TASK TO CARRY OUT – Copy the data below verbatim, from the line containing "Step 1: observe the image. Step 2: locate every red" through the last line, with both of those lines included.
───
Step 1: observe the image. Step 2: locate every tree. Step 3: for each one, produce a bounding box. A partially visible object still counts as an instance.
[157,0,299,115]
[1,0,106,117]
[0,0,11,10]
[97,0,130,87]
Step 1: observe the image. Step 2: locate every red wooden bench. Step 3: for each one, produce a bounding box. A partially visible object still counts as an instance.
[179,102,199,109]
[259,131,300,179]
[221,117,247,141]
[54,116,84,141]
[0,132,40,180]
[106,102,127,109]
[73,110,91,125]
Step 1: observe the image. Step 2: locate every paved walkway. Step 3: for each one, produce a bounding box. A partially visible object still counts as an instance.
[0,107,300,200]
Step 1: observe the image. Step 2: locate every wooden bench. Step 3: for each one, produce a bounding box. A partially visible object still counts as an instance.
───
EXERCISE OUTPUT –
Step 1: observe the image. Step 2: locate every red wooden bench. Step 3: for each one, produce a bounding box. A partially visible object still counts as an instance.
[179,102,199,109]
[259,131,300,179]
[221,117,247,141]
[54,116,84,141]
[0,132,40,180]
[106,102,127,109]
[73,110,91,125]
Step 1: observe the image. Step 2: locate every paved walkway. Step 3: for each one, produce a bounding box. A partially visible object still counts as an instance.
[0,107,300,200]
Step 1: observe the image. Step 2: locate every wooden bench. Step 3: for each one, produce a bounding box. A partially visible object still counts as an instance.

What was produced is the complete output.